Consigna →
Responde estas preguntas con datos del texto seleccionado:
(a) ¿Con qué único objetivo se conformó la alianza?
(b) ¿Qué hizo que el "matrimonio por conveniencia" comenzara a deteriorarse?
(c) ¿Para las elecciones de qué año decidió Macri bajarse de la candidatura presidencial?

Por Hernán Andrés Kruse.-

Parafraseando al genial Gabriel García Márquez, se trató de la crónica de una implosión anunciada. Los radicales y Elisa Carrió nunca soportaron a Mauricio Macri. Es probable que Larreta también. Obviamente, Macri jamás toleró a los radicales, a Lilita y a Larreta. Conformaron una alianza con el único objetivo de acceder al poder en 2015. Pero nunca fueron una alianza de gobierno. El matrimonio por conveniencia comenzó a deteriorarse a raíz del fracaso de Macri en obtener la reelección. La grieta se ahondó cuando Macri, visiblemente ofuscado e irritado, decidió bajarse de la candidatura presidencial para las elecciones de 2023, despejando el camino a Larreta y a Bullrich, obsesionados con su llegada a la Casa Rosada. Macri jamás perdonó lo que consideró, de parte de la alianza, una falta de respeto a su trayectoria política, al hecho de haber sido el primer presidente no peronista elegido por el pueblo que logró terminar su mandato tal como lo estipula la constitución nacional. En consecuencia, no podía permitir que ni Larreta ni Bullrich llegasen a la presidencia. No podía hacerlo porque su ego es más alto que el monte Everest.

Registros →
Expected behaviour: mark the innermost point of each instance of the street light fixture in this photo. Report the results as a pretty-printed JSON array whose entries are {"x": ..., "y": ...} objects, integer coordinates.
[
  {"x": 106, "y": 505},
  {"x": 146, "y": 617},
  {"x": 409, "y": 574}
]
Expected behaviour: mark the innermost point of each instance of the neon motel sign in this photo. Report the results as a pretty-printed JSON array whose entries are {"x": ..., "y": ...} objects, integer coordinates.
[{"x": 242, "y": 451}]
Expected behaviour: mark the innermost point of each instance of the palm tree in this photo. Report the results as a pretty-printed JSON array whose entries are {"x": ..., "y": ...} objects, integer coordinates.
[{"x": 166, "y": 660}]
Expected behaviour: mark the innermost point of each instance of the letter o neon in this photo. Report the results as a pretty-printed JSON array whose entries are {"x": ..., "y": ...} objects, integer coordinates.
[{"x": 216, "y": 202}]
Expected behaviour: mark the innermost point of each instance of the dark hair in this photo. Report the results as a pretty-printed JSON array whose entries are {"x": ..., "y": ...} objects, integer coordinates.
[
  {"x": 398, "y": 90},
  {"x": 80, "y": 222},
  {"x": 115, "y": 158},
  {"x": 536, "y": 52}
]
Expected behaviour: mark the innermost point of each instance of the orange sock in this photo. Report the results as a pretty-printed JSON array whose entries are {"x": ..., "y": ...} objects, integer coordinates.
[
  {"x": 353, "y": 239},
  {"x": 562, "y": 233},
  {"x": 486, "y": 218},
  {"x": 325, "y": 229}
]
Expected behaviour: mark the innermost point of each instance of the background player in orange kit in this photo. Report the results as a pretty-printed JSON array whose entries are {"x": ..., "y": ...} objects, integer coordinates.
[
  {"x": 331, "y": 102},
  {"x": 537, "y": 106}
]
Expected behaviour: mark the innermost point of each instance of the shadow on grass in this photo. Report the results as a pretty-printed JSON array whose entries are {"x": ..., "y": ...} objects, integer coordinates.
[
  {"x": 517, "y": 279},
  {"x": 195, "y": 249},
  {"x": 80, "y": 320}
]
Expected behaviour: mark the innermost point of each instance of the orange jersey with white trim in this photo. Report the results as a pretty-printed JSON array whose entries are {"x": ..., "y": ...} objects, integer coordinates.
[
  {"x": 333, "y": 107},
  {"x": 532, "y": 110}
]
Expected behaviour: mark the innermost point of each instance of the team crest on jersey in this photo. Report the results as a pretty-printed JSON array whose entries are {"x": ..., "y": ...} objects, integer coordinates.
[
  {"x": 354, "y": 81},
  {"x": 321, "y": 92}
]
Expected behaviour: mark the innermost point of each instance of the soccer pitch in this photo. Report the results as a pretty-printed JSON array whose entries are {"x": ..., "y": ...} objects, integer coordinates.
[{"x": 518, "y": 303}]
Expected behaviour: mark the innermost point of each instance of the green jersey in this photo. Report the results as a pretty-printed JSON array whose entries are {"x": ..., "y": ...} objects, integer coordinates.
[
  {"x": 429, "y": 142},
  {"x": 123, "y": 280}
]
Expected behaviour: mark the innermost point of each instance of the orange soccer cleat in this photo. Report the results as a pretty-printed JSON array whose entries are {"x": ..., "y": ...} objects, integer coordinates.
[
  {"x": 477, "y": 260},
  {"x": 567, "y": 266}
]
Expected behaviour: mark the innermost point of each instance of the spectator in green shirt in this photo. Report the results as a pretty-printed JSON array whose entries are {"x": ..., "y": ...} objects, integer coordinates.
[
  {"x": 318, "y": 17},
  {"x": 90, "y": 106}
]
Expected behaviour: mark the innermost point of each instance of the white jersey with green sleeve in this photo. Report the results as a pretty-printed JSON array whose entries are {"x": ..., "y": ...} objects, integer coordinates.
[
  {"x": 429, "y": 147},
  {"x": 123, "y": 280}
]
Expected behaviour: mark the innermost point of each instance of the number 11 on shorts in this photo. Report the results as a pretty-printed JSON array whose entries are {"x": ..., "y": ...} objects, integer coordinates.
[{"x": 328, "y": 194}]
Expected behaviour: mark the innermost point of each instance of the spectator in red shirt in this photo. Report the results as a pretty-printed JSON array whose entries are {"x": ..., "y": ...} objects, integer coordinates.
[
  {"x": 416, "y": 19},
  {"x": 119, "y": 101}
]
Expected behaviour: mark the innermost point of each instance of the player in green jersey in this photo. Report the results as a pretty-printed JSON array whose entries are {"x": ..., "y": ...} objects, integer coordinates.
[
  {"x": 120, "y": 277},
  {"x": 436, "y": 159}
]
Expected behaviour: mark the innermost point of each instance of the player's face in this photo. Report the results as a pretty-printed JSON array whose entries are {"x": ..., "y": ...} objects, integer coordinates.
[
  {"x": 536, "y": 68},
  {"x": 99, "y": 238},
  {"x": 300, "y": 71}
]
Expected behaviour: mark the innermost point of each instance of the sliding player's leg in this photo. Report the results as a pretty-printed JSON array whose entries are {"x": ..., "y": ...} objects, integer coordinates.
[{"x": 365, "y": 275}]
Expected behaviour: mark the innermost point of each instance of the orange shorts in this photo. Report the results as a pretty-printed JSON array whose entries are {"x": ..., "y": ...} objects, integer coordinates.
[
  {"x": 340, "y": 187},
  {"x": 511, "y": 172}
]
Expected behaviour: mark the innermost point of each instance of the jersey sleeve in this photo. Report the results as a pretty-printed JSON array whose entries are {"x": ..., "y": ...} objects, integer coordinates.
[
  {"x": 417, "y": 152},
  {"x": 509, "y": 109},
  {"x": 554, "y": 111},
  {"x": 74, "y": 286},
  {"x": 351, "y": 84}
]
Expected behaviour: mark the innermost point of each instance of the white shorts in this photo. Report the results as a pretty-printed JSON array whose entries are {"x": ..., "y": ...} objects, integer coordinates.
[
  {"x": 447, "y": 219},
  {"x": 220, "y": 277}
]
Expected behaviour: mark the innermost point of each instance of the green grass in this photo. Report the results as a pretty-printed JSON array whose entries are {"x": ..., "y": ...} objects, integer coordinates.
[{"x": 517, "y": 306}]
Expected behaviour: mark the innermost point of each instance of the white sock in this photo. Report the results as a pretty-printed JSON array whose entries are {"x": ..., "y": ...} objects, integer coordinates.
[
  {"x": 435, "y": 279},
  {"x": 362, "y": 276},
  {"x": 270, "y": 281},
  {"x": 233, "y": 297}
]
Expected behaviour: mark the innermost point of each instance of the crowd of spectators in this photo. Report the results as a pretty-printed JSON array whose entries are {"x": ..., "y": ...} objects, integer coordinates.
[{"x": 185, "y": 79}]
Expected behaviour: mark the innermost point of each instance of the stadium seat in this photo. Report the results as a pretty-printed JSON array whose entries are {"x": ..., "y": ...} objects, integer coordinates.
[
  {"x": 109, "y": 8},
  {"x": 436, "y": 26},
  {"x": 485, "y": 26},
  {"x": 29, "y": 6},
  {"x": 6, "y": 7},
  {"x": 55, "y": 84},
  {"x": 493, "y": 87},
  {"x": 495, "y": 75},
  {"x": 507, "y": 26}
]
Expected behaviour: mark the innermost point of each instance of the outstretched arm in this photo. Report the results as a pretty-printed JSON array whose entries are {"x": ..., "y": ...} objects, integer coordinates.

Resultado →
(a) Acceder al poder en 2015.
(b) El fracaso de Macri en obtener la reelección.
(c) Las de 2023.